begin TEXT

According to Orthodox Ashkenazi laws, Kitniyot may not be eaten during Passover by Jews.[3] Although Reform and Conservative Ashkenazi Judaism currently allow for the consumption of Kitniyot during Passover, long-standing tradition in these and other communities is to abstain from their consumption.[4]

Laws and customs[edit]

The Torah (Exodus 13:3) only prohibits Jews from eating chametz during Passover. Chametz is leaven made from the "five grains": wheat, spelt, barley, shibbolet shu'al (two-rowed barley, according to Maimonides; oats according to Rashi) or rye. There are additional rabbinic prohibitions against eating these grains in any form other than matzo.

Among Orthodox Ashkenazi Jews, the custom (minhag) during Passover is to refrain from not only products of the five grains but also other grains and legumes. Traditions of what is considered kitniyot vary from community to community but generally include maize (North American corn), as well as rice, peas, lentils, and beans. Many also include other legumes, such as peanuts and soy, in this prohibition.[5] The Chayei Adam considers potatoes not to be kitniyot because they were unknown in the time when the prohibition was created, an opinion followed today by nearly all Ashkenazi authorities.[6]

Sephardic and Yemenite Jews have not traditionally observed a prohibition on eating kitniyot on Passover, although some groups do abstain from the use of dried pulses during Passover.


The Halakhic argument (the argument according to Jewish law and tradition) against eating kitniyot during Passover originated in early medieval France and Provence and later flourished in high medieval Ashkenazi (Rhineland) Germany.

end TEXT

▶ JOB A:
Transcribe the kitniyot passage in full, word for word.
The records below the kitniyot passage are unrelated to it.

begin MATERIALS PROVIDED

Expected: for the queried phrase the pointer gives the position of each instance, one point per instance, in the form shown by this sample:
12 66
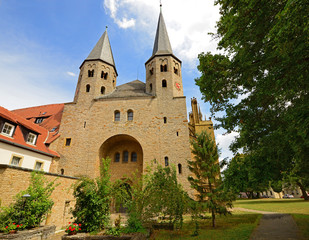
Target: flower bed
35 233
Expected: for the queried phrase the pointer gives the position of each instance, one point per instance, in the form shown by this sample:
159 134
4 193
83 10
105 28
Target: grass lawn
275 205
297 207
238 226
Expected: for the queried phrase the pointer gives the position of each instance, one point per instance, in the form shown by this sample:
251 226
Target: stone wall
15 179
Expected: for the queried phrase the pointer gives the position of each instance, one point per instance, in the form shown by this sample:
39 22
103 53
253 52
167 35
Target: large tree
261 82
206 179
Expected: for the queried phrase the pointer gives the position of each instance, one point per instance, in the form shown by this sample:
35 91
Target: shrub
93 198
32 211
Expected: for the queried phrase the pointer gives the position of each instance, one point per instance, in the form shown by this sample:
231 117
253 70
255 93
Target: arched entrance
126 156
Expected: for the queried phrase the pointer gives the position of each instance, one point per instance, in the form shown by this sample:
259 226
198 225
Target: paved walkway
274 226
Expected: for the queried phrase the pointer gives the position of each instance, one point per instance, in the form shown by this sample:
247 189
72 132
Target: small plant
12 227
73 228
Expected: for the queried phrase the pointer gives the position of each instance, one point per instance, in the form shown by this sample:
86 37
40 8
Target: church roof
102 51
162 43
135 88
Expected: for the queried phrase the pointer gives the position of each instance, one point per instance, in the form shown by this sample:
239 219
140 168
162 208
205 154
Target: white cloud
71 74
188 23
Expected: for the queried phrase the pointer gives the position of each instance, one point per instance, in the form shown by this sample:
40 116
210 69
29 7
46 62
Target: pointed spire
102 50
162 43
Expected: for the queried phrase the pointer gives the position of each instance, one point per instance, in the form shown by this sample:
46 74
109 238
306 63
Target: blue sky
43 43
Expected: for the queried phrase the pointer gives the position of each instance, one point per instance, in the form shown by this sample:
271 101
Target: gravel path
274 226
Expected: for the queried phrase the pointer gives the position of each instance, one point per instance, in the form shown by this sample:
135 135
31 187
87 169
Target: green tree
261 82
206 179
31 211
93 199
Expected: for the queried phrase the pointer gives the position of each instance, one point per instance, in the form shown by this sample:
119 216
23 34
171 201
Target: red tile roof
18 138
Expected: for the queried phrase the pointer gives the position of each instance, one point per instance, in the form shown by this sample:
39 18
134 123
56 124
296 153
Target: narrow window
125 156
179 168
164 84
16 161
8 129
87 88
133 157
117 116
130 115
68 141
102 90
31 138
38 166
117 157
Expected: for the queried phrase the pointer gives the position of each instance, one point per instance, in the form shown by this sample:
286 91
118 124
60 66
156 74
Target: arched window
179 168
130 115
102 90
164 84
133 157
117 157
90 73
165 119
117 116
125 157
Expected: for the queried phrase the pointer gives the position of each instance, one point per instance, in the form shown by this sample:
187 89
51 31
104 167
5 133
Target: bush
93 199
32 211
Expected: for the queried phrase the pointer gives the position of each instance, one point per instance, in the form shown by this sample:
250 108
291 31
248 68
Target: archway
126 156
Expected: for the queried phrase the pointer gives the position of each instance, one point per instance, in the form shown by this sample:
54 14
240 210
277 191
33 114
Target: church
134 124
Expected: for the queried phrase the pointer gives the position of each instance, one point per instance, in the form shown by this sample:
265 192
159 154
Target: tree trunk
303 190
213 215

end MATERIALS PROVIDED

▶ JOB B:
How many lines of the records contain the string "arched", with case taken into account? Reply with the number only.

▶ EXPECTED ANSWER A:
According to Orthodox Ashkenazi laws, Kitniyot may not be eaten during Passover by Jews.[3] Although Reform and Conservative Ashkenazi Judaism currently allow for the consumption of Kitniyot during Passover, long-standing tradition in these and other communities is to abstain from their consumption.[4]

Laws and customs[edit]

The Torah (Exodus 13:3) only prohibits Jews from eating chametz during Passover. Chametz is leaven made from the "five grains": wheat, spelt, barley, shibbolet shu'al (two-rowed barley, according to Maimonides; oats according to Rashi) or rye. There are additional rabbinic prohibitions against eating these grains in any form other than matzo.

Among Orthodox Ashkenazi Jews, the custom (minhag) during Passover is to refrain from not only products of the five grains but also other grains and legumes. Traditions of what is considered kitniyot vary from community to community but generally include maize (North American corn), as well as rice, peas, lentils, and beans. Many also include other legumes, such as peanuts and soy, in this prohibition.[5] The Chayei Adam considers potatoes not to be kitniyot because they were unknown in the time when the prohibition was created, an opinion followed today by nearly all Ashkenazi authorities.[6]

Sephardic and Yemenite Jews have not traditionally observed a prohibition on eating kitniyot on Passover, although some groups do abstain from the use of dried pulses during Passover.


The Halakhic argument (the argument according to Jewish law and tradition) against eating kitniyot during Passover originated in early medieval France and Provence and later flourished in high medieval Ashkenazi (Rhineland) Germany.

▶ EXPECTED ANSWER B:
2